- Goal -
Output the records below as a JSON list of strings, one string for each line, skipping blank lines. Leave the pictures out of your answer.

- Excerpts from location labeling data -

★ ★ ★

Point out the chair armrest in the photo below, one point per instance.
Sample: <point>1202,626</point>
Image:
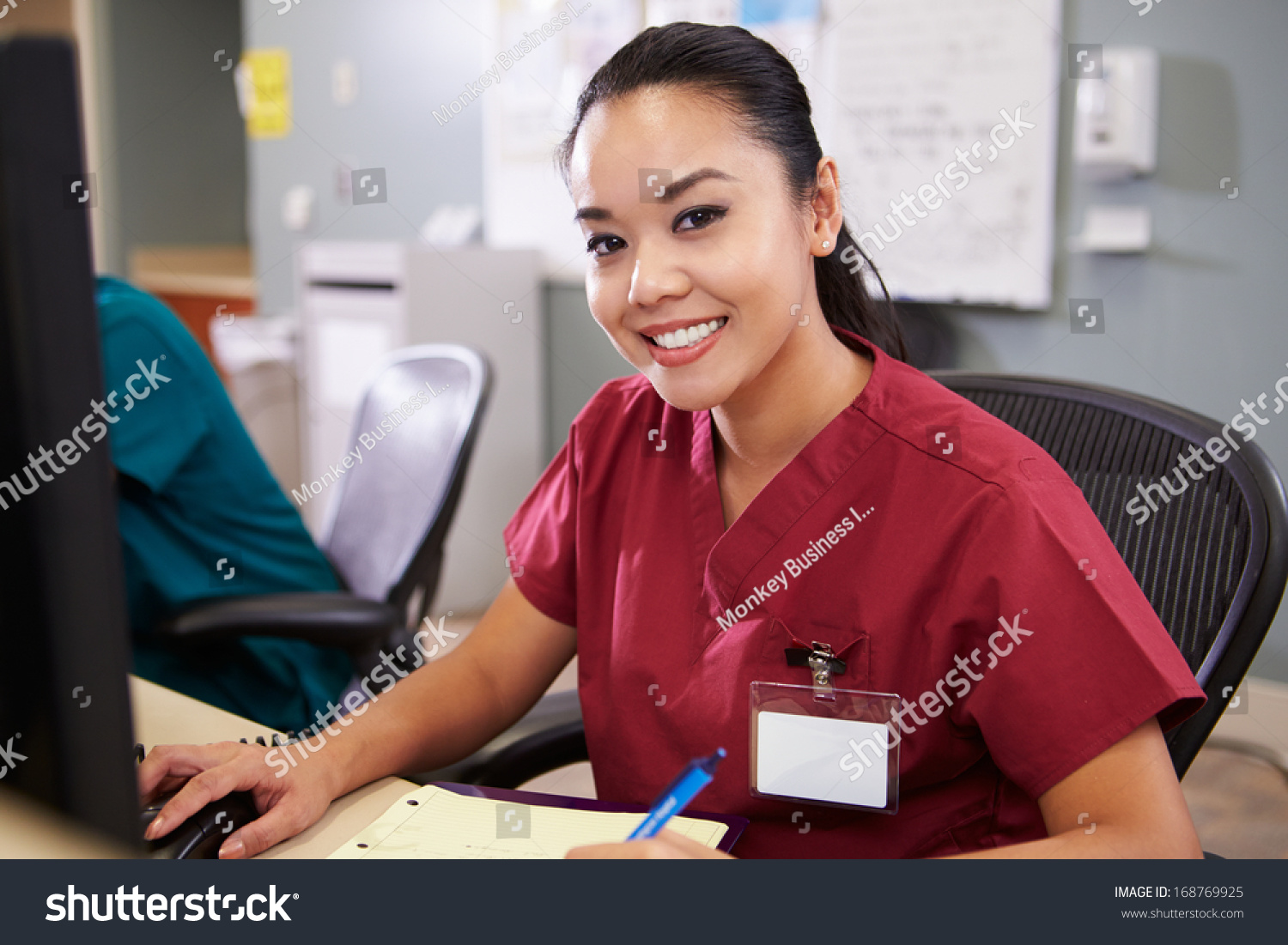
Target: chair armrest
<point>330,618</point>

★ ★ ★

- Result of the exercise -
[
  "Point out the chair armrest in the photo below, one point per instance.",
  "Sample: <point>1202,626</point>",
  "Image:",
  "Target: chair armrest",
  "<point>330,618</point>"
]